**Data supplied:**
● ● ● ● ● ● ●

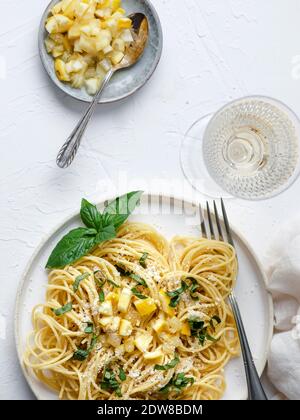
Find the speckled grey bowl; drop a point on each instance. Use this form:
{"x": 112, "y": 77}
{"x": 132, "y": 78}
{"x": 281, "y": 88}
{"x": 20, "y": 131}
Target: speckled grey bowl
{"x": 124, "y": 82}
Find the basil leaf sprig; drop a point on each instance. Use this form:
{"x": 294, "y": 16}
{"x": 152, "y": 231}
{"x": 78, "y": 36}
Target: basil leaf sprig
{"x": 131, "y": 275}
{"x": 110, "y": 383}
{"x": 175, "y": 295}
{"x": 99, "y": 228}
{"x": 63, "y": 309}
{"x": 78, "y": 279}
{"x": 177, "y": 383}
{"x": 81, "y": 354}
{"x": 137, "y": 293}
{"x": 143, "y": 258}
{"x": 198, "y": 329}
{"x": 169, "y": 365}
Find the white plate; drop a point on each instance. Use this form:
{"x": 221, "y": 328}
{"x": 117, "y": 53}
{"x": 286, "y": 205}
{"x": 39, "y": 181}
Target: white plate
{"x": 167, "y": 216}
{"x": 125, "y": 82}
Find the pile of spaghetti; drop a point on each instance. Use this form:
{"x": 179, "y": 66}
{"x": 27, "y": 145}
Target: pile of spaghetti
{"x": 139, "y": 318}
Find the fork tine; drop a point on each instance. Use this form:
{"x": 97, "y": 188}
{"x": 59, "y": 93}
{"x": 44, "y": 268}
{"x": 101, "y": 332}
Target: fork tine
{"x": 210, "y": 223}
{"x": 226, "y": 223}
{"x": 202, "y": 223}
{"x": 218, "y": 222}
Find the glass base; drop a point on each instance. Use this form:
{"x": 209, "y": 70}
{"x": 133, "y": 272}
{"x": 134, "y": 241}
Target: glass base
{"x": 248, "y": 149}
{"x": 192, "y": 162}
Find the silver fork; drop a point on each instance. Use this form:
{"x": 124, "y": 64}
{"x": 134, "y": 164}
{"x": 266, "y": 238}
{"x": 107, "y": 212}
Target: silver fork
{"x": 255, "y": 389}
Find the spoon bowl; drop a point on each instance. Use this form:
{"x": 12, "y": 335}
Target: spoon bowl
{"x": 140, "y": 32}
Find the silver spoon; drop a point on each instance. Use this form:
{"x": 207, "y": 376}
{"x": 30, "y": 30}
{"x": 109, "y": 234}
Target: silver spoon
{"x": 133, "y": 53}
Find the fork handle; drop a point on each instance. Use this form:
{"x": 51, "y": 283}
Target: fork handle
{"x": 69, "y": 149}
{"x": 255, "y": 389}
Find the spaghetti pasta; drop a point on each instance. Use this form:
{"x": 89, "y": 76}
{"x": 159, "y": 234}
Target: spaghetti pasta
{"x": 138, "y": 318}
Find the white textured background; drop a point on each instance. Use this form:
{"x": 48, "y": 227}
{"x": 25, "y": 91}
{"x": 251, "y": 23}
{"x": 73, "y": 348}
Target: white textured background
{"x": 214, "y": 51}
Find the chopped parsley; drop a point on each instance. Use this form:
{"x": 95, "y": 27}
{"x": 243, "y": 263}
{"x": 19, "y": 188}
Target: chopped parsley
{"x": 169, "y": 365}
{"x": 175, "y": 295}
{"x": 177, "y": 383}
{"x": 64, "y": 309}
{"x": 81, "y": 354}
{"x": 215, "y": 319}
{"x": 110, "y": 383}
{"x": 199, "y": 330}
{"x": 101, "y": 296}
{"x": 139, "y": 295}
{"x": 89, "y": 328}
{"x": 133, "y": 276}
{"x": 143, "y": 258}
{"x": 78, "y": 279}
{"x": 122, "y": 375}
{"x": 113, "y": 283}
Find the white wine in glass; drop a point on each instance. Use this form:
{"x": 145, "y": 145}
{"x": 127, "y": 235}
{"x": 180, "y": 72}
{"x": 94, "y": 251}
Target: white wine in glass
{"x": 250, "y": 149}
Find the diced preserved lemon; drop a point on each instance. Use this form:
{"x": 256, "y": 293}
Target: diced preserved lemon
{"x": 107, "y": 49}
{"x": 49, "y": 44}
{"x": 159, "y": 325}
{"x": 113, "y": 339}
{"x": 105, "y": 64}
{"x": 58, "y": 24}
{"x": 112, "y": 296}
{"x": 152, "y": 355}
{"x": 119, "y": 45}
{"x": 126, "y": 36}
{"x": 125, "y": 328}
{"x": 124, "y": 23}
{"x": 124, "y": 300}
{"x": 71, "y": 8}
{"x": 145, "y": 306}
{"x": 115, "y": 4}
{"x": 129, "y": 345}
{"x": 142, "y": 342}
{"x": 60, "y": 68}
{"x": 105, "y": 321}
{"x": 57, "y": 8}
{"x": 105, "y": 308}
{"x": 165, "y": 302}
{"x": 116, "y": 57}
{"x": 74, "y": 31}
{"x": 74, "y": 66}
{"x": 185, "y": 329}
{"x": 113, "y": 326}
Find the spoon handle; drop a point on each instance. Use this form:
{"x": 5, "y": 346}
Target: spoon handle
{"x": 69, "y": 149}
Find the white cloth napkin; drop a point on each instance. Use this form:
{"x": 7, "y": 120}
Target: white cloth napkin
{"x": 283, "y": 262}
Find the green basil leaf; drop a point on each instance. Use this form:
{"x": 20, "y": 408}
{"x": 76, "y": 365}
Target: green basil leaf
{"x": 90, "y": 328}
{"x": 90, "y": 215}
{"x": 138, "y": 294}
{"x": 169, "y": 365}
{"x": 122, "y": 375}
{"x": 177, "y": 383}
{"x": 109, "y": 382}
{"x": 78, "y": 279}
{"x": 215, "y": 319}
{"x": 77, "y": 243}
{"x": 80, "y": 355}
{"x": 175, "y": 295}
{"x": 143, "y": 258}
{"x": 101, "y": 296}
{"x": 120, "y": 209}
{"x": 138, "y": 279}
{"x": 113, "y": 283}
{"x": 93, "y": 342}
{"x": 64, "y": 309}
{"x": 105, "y": 233}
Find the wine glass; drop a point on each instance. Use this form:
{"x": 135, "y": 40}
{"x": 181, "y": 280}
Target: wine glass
{"x": 248, "y": 149}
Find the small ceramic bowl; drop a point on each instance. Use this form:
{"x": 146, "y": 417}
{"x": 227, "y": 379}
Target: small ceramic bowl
{"x": 125, "y": 82}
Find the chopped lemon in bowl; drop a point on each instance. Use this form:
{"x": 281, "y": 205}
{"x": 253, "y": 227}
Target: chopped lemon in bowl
{"x": 95, "y": 31}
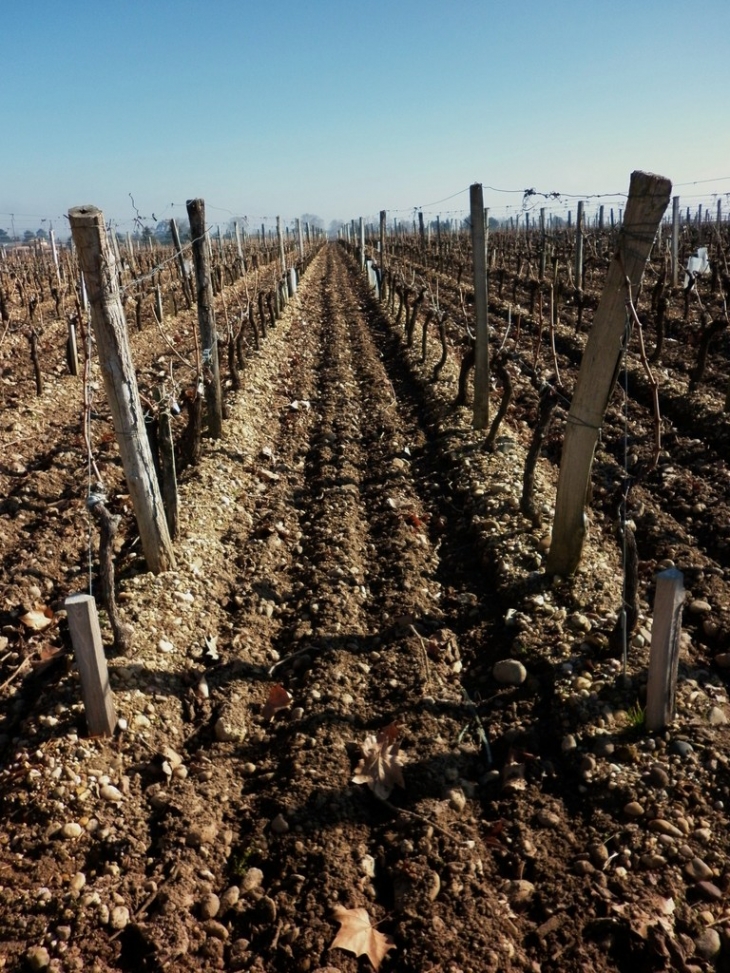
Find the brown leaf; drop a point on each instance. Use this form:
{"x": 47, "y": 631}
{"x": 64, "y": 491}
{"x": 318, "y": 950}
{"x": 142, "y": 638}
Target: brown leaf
{"x": 357, "y": 936}
{"x": 278, "y": 699}
{"x": 380, "y": 767}
{"x": 38, "y": 618}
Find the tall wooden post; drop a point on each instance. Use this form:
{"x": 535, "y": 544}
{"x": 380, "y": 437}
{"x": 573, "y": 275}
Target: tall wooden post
{"x": 187, "y": 291}
{"x": 239, "y": 246}
{"x": 481, "y": 353}
{"x": 381, "y": 262}
{"x": 579, "y": 248}
{"x": 98, "y": 263}
{"x": 83, "y": 621}
{"x": 661, "y": 688}
{"x": 675, "y": 241}
{"x": 206, "y": 317}
{"x": 648, "y": 198}
{"x": 280, "y": 238}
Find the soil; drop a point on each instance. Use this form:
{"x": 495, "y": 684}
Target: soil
{"x": 352, "y": 565}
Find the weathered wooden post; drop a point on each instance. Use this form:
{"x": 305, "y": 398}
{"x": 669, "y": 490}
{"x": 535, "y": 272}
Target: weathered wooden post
{"x": 239, "y": 246}
{"x": 98, "y": 263}
{"x": 187, "y": 290}
{"x": 648, "y": 198}
{"x": 83, "y": 622}
{"x": 675, "y": 241}
{"x": 280, "y": 238}
{"x": 480, "y": 418}
{"x": 579, "y": 247}
{"x": 664, "y": 653}
{"x": 206, "y": 317}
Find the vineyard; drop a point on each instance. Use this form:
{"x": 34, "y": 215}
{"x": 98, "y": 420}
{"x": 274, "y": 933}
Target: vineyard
{"x": 358, "y": 720}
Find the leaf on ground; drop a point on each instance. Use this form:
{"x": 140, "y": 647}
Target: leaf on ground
{"x": 380, "y": 767}
{"x": 358, "y": 936}
{"x": 38, "y": 618}
{"x": 278, "y": 699}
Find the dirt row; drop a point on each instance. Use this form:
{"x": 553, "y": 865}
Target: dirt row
{"x": 312, "y": 719}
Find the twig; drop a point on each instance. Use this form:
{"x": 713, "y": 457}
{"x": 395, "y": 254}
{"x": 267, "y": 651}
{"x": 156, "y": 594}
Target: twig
{"x": 427, "y": 670}
{"x": 650, "y": 377}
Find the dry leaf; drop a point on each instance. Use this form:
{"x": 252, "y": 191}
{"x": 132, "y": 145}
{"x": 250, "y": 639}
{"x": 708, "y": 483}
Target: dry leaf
{"x": 278, "y": 699}
{"x": 380, "y": 767}
{"x": 357, "y": 936}
{"x": 38, "y": 618}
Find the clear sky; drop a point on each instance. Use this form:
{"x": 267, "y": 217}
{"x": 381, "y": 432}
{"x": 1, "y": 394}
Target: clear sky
{"x": 341, "y": 108}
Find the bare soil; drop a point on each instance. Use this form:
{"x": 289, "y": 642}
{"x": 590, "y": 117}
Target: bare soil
{"x": 350, "y": 540}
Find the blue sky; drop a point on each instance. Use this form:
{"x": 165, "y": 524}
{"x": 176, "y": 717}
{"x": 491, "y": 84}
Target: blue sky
{"x": 342, "y": 109}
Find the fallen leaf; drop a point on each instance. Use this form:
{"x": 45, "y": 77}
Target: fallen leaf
{"x": 38, "y": 618}
{"x": 380, "y": 767}
{"x": 278, "y": 699}
{"x": 358, "y": 936}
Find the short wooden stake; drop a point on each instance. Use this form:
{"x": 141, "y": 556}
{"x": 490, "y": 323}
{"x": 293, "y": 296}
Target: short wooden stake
{"x": 83, "y": 621}
{"x": 664, "y": 654}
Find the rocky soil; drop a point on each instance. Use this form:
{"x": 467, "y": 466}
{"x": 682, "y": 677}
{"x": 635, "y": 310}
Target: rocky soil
{"x": 359, "y": 690}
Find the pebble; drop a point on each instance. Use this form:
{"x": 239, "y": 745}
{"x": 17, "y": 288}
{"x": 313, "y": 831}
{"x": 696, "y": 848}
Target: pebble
{"x": 227, "y": 732}
{"x": 633, "y": 809}
{"x": 280, "y": 825}
{"x": 682, "y": 748}
{"x": 509, "y": 672}
{"x": 253, "y": 879}
{"x": 548, "y": 819}
{"x": 708, "y": 943}
{"x": 603, "y": 746}
{"x": 119, "y": 917}
{"x": 520, "y": 892}
{"x": 229, "y": 898}
{"x": 210, "y": 906}
{"x": 698, "y": 870}
{"x": 658, "y": 776}
{"x": 582, "y": 867}
{"x": 709, "y": 891}
{"x": 599, "y": 854}
{"x": 699, "y": 607}
{"x": 216, "y": 930}
{"x": 457, "y": 799}
{"x": 111, "y": 793}
{"x": 38, "y": 958}
{"x": 661, "y": 826}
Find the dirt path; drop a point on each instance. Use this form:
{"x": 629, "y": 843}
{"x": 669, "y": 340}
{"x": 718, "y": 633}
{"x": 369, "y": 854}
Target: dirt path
{"x": 348, "y": 542}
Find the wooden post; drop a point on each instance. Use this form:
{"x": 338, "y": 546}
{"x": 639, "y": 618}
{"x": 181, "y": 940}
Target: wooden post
{"x": 206, "y": 317}
{"x": 98, "y": 263}
{"x": 280, "y": 238}
{"x": 168, "y": 478}
{"x": 648, "y": 198}
{"x": 664, "y": 653}
{"x": 675, "y": 241}
{"x": 159, "y": 312}
{"x": 579, "y": 247}
{"x": 72, "y": 354}
{"x": 187, "y": 290}
{"x": 83, "y": 622}
{"x": 481, "y": 352}
{"x": 239, "y": 245}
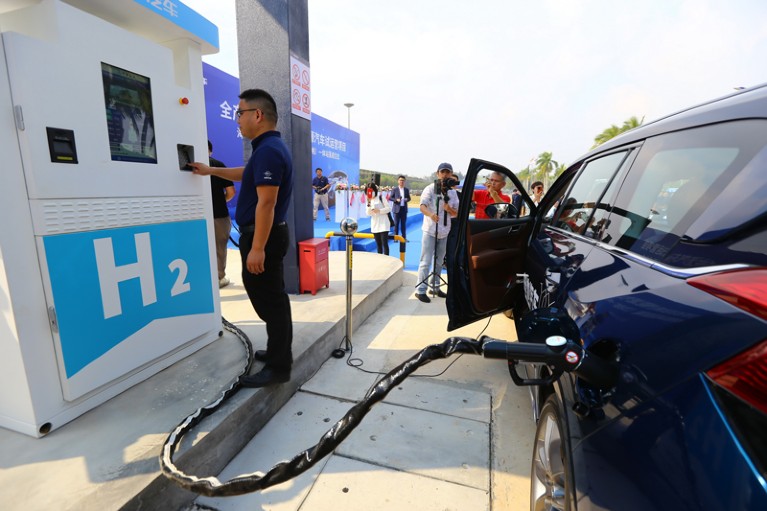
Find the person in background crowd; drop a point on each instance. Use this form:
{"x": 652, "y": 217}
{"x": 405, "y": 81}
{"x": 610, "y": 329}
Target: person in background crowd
{"x": 378, "y": 209}
{"x": 321, "y": 186}
{"x": 537, "y": 189}
{"x": 516, "y": 201}
{"x": 436, "y": 227}
{"x": 221, "y": 192}
{"x": 452, "y": 237}
{"x": 400, "y": 196}
{"x": 490, "y": 195}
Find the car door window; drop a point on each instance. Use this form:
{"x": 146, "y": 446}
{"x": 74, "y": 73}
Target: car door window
{"x": 583, "y": 211}
{"x": 675, "y": 179}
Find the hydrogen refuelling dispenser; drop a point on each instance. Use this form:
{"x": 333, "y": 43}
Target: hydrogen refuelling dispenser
{"x": 107, "y": 271}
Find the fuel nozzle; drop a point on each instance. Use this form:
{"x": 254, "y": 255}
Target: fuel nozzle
{"x": 560, "y": 354}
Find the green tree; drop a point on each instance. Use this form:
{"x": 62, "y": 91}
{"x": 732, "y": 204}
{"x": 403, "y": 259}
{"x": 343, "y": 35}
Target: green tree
{"x": 613, "y": 131}
{"x": 545, "y": 164}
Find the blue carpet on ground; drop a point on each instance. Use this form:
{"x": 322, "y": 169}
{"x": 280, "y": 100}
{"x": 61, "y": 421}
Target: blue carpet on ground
{"x": 322, "y": 227}
{"x": 412, "y": 247}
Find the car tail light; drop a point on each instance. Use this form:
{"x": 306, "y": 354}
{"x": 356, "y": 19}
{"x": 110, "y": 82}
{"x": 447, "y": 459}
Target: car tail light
{"x": 740, "y": 383}
{"x": 745, "y": 375}
{"x": 745, "y": 289}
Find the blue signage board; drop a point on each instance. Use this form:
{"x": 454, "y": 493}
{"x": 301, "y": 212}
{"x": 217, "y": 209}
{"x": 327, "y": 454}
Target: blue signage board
{"x": 107, "y": 285}
{"x": 336, "y": 150}
{"x": 185, "y": 17}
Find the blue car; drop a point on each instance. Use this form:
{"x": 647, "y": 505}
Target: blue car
{"x": 650, "y": 252}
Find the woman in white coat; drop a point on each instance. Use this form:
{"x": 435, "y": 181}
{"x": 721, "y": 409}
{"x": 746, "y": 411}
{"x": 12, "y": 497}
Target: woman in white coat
{"x": 378, "y": 209}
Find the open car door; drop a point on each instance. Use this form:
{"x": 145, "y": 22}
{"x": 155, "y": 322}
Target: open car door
{"x": 490, "y": 252}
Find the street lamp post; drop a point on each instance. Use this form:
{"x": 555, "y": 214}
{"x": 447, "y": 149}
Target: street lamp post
{"x": 349, "y": 114}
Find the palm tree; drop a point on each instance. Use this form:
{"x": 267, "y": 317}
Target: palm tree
{"x": 613, "y": 131}
{"x": 544, "y": 165}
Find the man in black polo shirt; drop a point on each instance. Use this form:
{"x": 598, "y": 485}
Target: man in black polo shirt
{"x": 321, "y": 186}
{"x": 262, "y": 207}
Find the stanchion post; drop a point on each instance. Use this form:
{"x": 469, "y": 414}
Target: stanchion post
{"x": 349, "y": 227}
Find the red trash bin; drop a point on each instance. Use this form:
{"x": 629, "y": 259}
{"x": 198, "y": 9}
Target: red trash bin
{"x": 313, "y": 265}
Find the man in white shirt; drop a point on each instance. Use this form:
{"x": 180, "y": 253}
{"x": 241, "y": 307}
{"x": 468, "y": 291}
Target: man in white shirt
{"x": 437, "y": 218}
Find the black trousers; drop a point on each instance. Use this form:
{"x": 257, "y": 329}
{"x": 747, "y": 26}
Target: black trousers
{"x": 268, "y": 296}
{"x": 400, "y": 222}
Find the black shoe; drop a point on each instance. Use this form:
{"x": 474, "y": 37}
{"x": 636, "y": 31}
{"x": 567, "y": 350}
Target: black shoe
{"x": 265, "y": 377}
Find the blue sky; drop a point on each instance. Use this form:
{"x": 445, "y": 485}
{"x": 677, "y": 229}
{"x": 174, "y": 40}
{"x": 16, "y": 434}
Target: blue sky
{"x": 504, "y": 80}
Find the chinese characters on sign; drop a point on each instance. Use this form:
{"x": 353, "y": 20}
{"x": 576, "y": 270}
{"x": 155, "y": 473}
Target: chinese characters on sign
{"x": 324, "y": 141}
{"x": 300, "y": 89}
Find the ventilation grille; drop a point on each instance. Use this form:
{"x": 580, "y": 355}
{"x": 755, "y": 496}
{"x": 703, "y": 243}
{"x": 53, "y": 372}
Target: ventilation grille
{"x": 74, "y": 215}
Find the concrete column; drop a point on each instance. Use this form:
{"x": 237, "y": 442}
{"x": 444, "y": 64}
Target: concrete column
{"x": 267, "y": 32}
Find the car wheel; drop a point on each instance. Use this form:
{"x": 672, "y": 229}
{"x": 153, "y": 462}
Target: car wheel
{"x": 550, "y": 475}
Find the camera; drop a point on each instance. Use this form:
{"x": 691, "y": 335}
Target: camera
{"x": 443, "y": 185}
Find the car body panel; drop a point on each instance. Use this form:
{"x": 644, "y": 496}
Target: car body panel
{"x": 613, "y": 243}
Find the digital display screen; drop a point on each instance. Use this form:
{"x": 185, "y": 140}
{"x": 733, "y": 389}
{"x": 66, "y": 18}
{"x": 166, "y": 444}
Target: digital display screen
{"x": 130, "y": 122}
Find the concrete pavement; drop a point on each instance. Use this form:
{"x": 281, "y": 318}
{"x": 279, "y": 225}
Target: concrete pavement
{"x": 457, "y": 440}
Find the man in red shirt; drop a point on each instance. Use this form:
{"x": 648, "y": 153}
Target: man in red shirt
{"x": 491, "y": 195}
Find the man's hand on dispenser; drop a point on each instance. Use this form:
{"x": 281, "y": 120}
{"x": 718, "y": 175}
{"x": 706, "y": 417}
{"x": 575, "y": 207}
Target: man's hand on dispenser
{"x": 200, "y": 168}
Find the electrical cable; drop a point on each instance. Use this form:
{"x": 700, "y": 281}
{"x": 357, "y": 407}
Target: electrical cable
{"x": 286, "y": 470}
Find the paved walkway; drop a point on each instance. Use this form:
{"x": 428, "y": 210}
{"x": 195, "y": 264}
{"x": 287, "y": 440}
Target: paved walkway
{"x": 456, "y": 437}
{"x": 459, "y": 440}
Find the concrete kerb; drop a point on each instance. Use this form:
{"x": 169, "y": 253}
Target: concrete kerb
{"x": 223, "y": 435}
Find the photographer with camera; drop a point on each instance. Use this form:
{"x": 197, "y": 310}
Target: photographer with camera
{"x": 439, "y": 203}
{"x": 491, "y": 195}
{"x": 378, "y": 210}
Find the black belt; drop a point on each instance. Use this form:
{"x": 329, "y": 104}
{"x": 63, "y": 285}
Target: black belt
{"x": 247, "y": 229}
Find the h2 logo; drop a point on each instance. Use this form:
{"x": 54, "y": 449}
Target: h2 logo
{"x": 110, "y": 274}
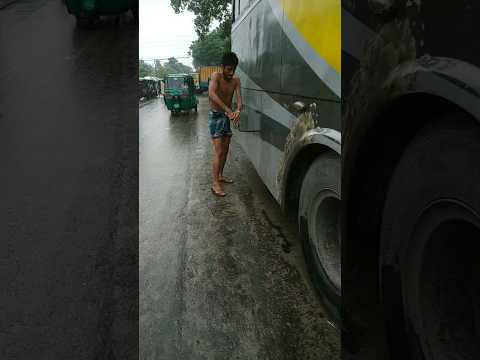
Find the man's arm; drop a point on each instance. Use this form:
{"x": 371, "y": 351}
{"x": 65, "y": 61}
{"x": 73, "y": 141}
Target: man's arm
{"x": 212, "y": 93}
{"x": 239, "y": 96}
{"x": 236, "y": 114}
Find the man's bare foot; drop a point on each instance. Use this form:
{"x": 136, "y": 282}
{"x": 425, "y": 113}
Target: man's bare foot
{"x": 217, "y": 190}
{"x": 226, "y": 180}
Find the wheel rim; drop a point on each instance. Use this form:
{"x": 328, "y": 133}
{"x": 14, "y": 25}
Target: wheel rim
{"x": 324, "y": 232}
{"x": 442, "y": 287}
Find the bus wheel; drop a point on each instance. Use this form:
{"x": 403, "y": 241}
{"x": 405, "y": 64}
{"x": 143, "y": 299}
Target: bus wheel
{"x": 430, "y": 241}
{"x": 318, "y": 219}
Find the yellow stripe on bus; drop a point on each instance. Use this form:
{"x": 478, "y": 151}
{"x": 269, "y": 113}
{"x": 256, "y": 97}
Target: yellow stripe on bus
{"x": 319, "y": 23}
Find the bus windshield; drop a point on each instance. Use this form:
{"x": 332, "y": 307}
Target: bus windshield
{"x": 175, "y": 83}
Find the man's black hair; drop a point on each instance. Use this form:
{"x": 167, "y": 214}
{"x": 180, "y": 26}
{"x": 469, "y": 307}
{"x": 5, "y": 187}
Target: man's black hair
{"x": 230, "y": 59}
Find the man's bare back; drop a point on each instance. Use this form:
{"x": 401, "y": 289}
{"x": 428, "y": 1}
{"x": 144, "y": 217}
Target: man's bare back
{"x": 224, "y": 89}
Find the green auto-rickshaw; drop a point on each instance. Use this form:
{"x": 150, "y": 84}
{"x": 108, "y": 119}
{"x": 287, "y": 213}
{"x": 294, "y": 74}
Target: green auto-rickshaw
{"x": 87, "y": 11}
{"x": 180, "y": 93}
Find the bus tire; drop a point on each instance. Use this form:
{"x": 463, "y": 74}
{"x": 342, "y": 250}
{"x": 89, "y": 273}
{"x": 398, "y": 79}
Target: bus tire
{"x": 318, "y": 219}
{"x": 429, "y": 244}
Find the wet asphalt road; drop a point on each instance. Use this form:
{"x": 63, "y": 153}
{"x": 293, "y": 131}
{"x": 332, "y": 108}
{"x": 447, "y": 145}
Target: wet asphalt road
{"x": 69, "y": 205}
{"x": 220, "y": 278}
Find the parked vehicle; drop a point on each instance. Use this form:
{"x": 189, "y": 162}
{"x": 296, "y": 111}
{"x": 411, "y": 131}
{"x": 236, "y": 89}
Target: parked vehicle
{"x": 180, "y": 93}
{"x": 395, "y": 261}
{"x": 196, "y": 81}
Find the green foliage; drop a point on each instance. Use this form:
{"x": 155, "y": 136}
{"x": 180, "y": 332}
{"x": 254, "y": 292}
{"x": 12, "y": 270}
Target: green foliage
{"x": 172, "y": 66}
{"x": 209, "y": 49}
{"x": 206, "y": 11}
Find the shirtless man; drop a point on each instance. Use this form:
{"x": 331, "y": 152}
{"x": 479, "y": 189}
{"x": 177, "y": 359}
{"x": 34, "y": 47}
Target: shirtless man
{"x": 220, "y": 92}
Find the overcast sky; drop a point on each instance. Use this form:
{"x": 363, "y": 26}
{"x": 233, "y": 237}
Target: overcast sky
{"x": 162, "y": 33}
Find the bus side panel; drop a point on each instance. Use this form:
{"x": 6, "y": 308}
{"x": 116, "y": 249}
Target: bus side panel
{"x": 257, "y": 42}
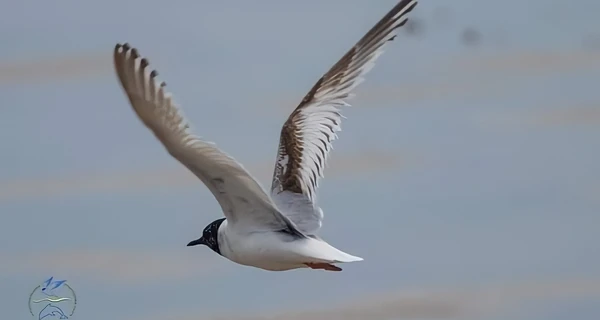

● ● ● ● ● ● ●

**Problem description:** Please pull out every line of the entries above that contains the word "woman", copying each line in full.

**Result:**
Find the woman in white coat; drop a point on each instance. Use this form:
Target: woman in white coat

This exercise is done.